§ Exercise
Copy every record exactly as it stands. Leave the pictures out.
● ● ● ● ●
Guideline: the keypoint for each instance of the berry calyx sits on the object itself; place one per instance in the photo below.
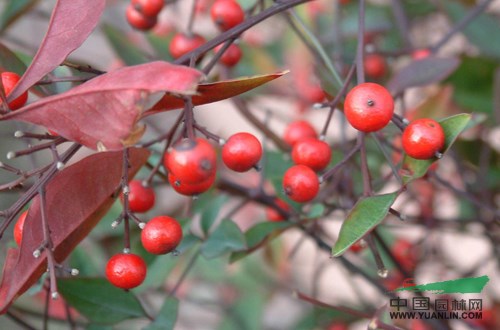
(191, 161)
(126, 270)
(241, 152)
(149, 8)
(313, 153)
(9, 81)
(231, 56)
(374, 65)
(19, 227)
(161, 235)
(274, 215)
(369, 107)
(138, 20)
(140, 198)
(226, 14)
(423, 138)
(300, 183)
(297, 131)
(182, 44)
(190, 189)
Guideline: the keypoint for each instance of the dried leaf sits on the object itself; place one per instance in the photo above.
(76, 198)
(213, 92)
(70, 25)
(102, 113)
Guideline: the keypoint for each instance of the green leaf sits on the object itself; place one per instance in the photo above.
(99, 301)
(210, 212)
(227, 237)
(452, 126)
(13, 10)
(364, 216)
(479, 31)
(129, 53)
(422, 72)
(165, 320)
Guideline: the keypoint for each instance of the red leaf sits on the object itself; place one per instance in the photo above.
(70, 25)
(213, 92)
(77, 198)
(102, 113)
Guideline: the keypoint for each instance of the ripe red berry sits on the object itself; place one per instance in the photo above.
(369, 107)
(9, 81)
(231, 56)
(423, 138)
(191, 161)
(126, 270)
(273, 215)
(298, 131)
(374, 65)
(149, 8)
(226, 14)
(241, 152)
(313, 153)
(190, 189)
(140, 199)
(19, 227)
(161, 235)
(138, 20)
(182, 44)
(300, 183)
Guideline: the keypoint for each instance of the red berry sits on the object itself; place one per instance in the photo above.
(241, 152)
(423, 138)
(273, 215)
(191, 161)
(368, 107)
(138, 20)
(190, 189)
(313, 153)
(300, 183)
(140, 199)
(374, 65)
(9, 81)
(420, 54)
(149, 8)
(226, 14)
(231, 56)
(19, 227)
(126, 270)
(182, 44)
(298, 131)
(161, 235)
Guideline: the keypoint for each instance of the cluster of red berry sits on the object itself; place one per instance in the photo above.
(9, 81)
(143, 14)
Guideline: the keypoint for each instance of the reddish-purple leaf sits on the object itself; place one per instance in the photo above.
(422, 72)
(213, 92)
(70, 25)
(77, 198)
(102, 113)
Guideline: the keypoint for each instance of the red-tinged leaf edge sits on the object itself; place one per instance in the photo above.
(422, 72)
(77, 198)
(70, 25)
(213, 92)
(102, 114)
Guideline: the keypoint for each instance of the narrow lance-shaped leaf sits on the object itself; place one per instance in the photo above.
(70, 25)
(76, 198)
(103, 113)
(364, 216)
(422, 72)
(99, 301)
(213, 92)
(452, 126)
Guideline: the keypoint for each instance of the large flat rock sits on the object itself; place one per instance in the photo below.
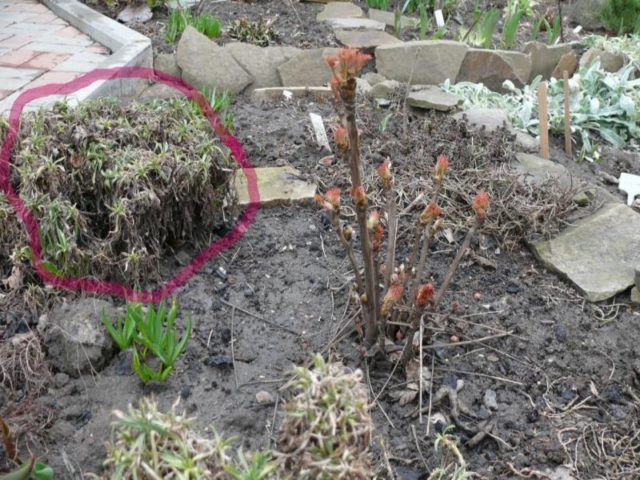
(545, 58)
(599, 254)
(493, 67)
(277, 186)
(340, 10)
(426, 62)
(261, 62)
(307, 69)
(364, 39)
(205, 64)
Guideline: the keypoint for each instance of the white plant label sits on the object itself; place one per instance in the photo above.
(321, 134)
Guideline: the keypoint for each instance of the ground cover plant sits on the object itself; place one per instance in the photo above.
(604, 106)
(204, 23)
(114, 186)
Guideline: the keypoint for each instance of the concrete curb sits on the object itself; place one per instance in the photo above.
(129, 49)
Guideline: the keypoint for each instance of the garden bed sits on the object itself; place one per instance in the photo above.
(551, 379)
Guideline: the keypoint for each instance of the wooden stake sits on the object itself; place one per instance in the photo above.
(544, 120)
(567, 114)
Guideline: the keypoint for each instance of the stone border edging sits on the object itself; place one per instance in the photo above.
(128, 47)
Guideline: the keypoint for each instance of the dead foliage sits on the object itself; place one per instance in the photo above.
(22, 364)
(114, 186)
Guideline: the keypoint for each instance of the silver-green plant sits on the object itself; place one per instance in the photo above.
(604, 106)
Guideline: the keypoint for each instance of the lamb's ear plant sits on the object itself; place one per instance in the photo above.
(404, 285)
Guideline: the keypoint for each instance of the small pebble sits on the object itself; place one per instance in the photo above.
(264, 398)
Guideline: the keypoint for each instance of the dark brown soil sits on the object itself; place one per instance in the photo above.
(566, 374)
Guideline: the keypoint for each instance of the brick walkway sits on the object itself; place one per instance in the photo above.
(37, 47)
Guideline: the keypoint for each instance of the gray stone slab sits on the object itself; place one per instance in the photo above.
(356, 23)
(280, 93)
(15, 78)
(340, 10)
(428, 62)
(599, 254)
(261, 62)
(432, 98)
(307, 69)
(276, 186)
(205, 64)
(364, 39)
(388, 18)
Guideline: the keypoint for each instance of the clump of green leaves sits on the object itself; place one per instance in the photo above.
(379, 4)
(452, 464)
(622, 16)
(153, 337)
(327, 429)
(260, 32)
(148, 443)
(206, 24)
(27, 470)
(604, 106)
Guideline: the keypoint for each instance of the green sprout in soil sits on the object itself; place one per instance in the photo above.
(622, 16)
(114, 186)
(204, 23)
(260, 32)
(153, 337)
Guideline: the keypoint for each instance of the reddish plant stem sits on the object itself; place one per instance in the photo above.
(415, 317)
(348, 94)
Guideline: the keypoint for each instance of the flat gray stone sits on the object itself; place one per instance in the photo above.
(493, 67)
(205, 64)
(261, 62)
(598, 255)
(545, 58)
(428, 62)
(538, 170)
(167, 63)
(340, 10)
(276, 186)
(609, 61)
(432, 98)
(385, 89)
(135, 14)
(77, 342)
(306, 69)
(279, 93)
(373, 78)
(364, 39)
(356, 23)
(389, 18)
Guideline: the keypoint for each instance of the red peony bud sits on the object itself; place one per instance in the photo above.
(384, 170)
(424, 295)
(359, 196)
(391, 297)
(481, 205)
(442, 165)
(430, 213)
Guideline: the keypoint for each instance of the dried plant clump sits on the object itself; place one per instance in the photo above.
(150, 444)
(22, 364)
(114, 186)
(327, 429)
● ● ● ● ●
§ Task answer
Guideline: the keypoint for each instance of the berry calyx sits on the object itself; place one per instance in the photo below.
(191, 161)
(126, 270)
(241, 152)
(149, 8)
(313, 153)
(9, 81)
(231, 56)
(374, 65)
(19, 227)
(161, 235)
(274, 215)
(369, 107)
(138, 20)
(140, 198)
(226, 14)
(423, 138)
(300, 183)
(297, 131)
(182, 44)
(190, 189)
Guideline: the keypoint for each instance of the dried leaf sits on the object itself; place one per instance in the photo above.
(76, 198)
(213, 92)
(70, 25)
(102, 113)
Guideline: the keypoint for each instance of the green leaf sits on the object itself; place one per instance in the photo above.
(99, 301)
(210, 212)
(227, 237)
(452, 126)
(13, 10)
(364, 216)
(479, 31)
(129, 53)
(422, 72)
(165, 320)
Guideline: the keypoint for each instance of the red leaf sits on the object itself; place one per instance in the photo above.
(70, 25)
(213, 92)
(77, 198)
(102, 113)
Guideline: the keypoint for each instance of the ripe red berry sits on the object itself; place one per instance in the photo above.
(369, 107)
(9, 81)
(231, 56)
(423, 138)
(191, 161)
(126, 270)
(273, 215)
(298, 131)
(374, 65)
(149, 8)
(226, 14)
(241, 152)
(313, 153)
(190, 189)
(140, 199)
(19, 227)
(161, 235)
(138, 20)
(182, 44)
(300, 183)
Guideline: the keypoint for each instance of the red berry sits on the object itself; place one per instance in the photo above.
(241, 152)
(423, 138)
(273, 215)
(191, 161)
(368, 107)
(138, 20)
(190, 189)
(313, 153)
(300, 183)
(140, 199)
(374, 65)
(9, 81)
(420, 54)
(149, 8)
(226, 14)
(231, 56)
(19, 227)
(126, 270)
(182, 44)
(298, 131)
(161, 235)
Guideline: the keypoint for each instance of the cluster of red berry sits on the object itself; place one per instance in the photo above.
(9, 81)
(143, 14)
Guideline: the keypoint for each instance of the reddish-purple leaf sits on the object itself; place one per instance in the photo above.
(422, 72)
(213, 92)
(70, 25)
(77, 198)
(102, 113)
Guideline: the keypoint for each instance of the red-tinged leaf edge sits on the object itself; place one per instance in the photo above.
(422, 72)
(77, 198)
(70, 25)
(213, 92)
(102, 114)
Guideline: the keypoint for each instance of the narrow lance-shaped leaf sits on the object itself; place one per instance in the photo above.
(70, 25)
(76, 198)
(103, 113)
(364, 216)
(422, 72)
(99, 301)
(213, 92)
(452, 126)
Guideline: the keypoint for each instance of the large flat rock sits on the object itself; place one per instance in the photo below.
(545, 58)
(599, 254)
(493, 67)
(277, 186)
(340, 10)
(426, 62)
(261, 62)
(307, 69)
(364, 39)
(205, 64)
Guideline: the keypoint for each instance of the white plant label sits on the object itself; place one per instance in the photo above.
(321, 134)
Guideline: the keypoint for each instance of the ground cover plant sits on the object itself; place one per instance in the photo above.
(604, 106)
(204, 23)
(114, 186)
Guideline: the keypoint for each instance of the concrete curb sits on the object itself; place one per instance in the photo above.
(129, 49)
Guideline: the keypoint for each instance of the garden bed sits on the object itself; place one per instance in the photo above.
(551, 379)
Guideline: the keypoint for each instance of the wooden stake sits on the object itself; place one per instance in the photo above.
(544, 120)
(567, 114)
Guideline: the keypoint for each instance of the stone border edging sits on the object itself; place one per instance in the photo above.
(128, 47)
Guideline: the keypoint for each instance of the dead foliage sits on the object itself; place one per instance in the photo above.
(22, 364)
(114, 186)
Guideline: the keypoint for each instance of the silver-green plant sits on the object itself; place one per instance in the photo above.
(604, 106)
Guideline: the keypoint for each instance of the lamb's ear plant sits on the object itself; place one per instance in the photo above.
(404, 285)
Guideline: the keypoint for each instance of the small pebble sits on the object itself; place one per instance in the photo above.
(264, 398)
Guideline: the keypoint for each instance of the dark brown soil sits on the object itself; place one per instance in the photo above.
(566, 374)
Guideline: the keypoint for each instance of the brick walkway sits on the object itself; place one per instance in the photo above.
(37, 47)
Guideline: the keypoint for each instance of the gray stone slab sits on the object itself; place one per instance in the photo above.
(356, 23)
(280, 93)
(15, 78)
(340, 10)
(428, 62)
(599, 254)
(261, 62)
(432, 98)
(307, 69)
(276, 186)
(205, 64)
(364, 39)
(388, 18)
Guideline: the keypoint for each instance of the clump of green leaves sits on the object itself; place one per instance in the photo above.
(379, 4)
(452, 464)
(622, 16)
(153, 337)
(327, 429)
(260, 32)
(148, 443)
(206, 24)
(27, 470)
(604, 106)
Guideline: the keypoint for each instance of the green sprout in soil sits on the object itself; place one per instance in the photo above.
(622, 16)
(114, 186)
(204, 23)
(260, 32)
(153, 337)
Guideline: the keypoint for each instance of the reddish plant stem sits on the object itself; place one per instance in the photo above.
(415, 317)
(348, 94)
Guideline: the keypoint for each instance of the flat gray stone sits on the object itself; place one per instance in the photo above.
(493, 67)
(205, 64)
(261, 62)
(598, 255)
(545, 58)
(428, 62)
(538, 170)
(167, 63)
(340, 10)
(276, 186)
(609, 61)
(432, 98)
(385, 89)
(135, 14)
(77, 342)
(306, 69)
(279, 93)
(373, 78)
(364, 39)
(356, 23)
(389, 18)
Guideline: the keypoint for each instance of the red peony bud sits on the object itself; place one per instance in the photo above.
(384, 170)
(424, 295)
(359, 196)
(391, 297)
(481, 205)
(442, 165)
(430, 213)
Guideline: the keypoint for each instance of the dried plant clump sits on the object itself; place one per instance in the photo above.
(150, 444)
(22, 364)
(114, 186)
(327, 429)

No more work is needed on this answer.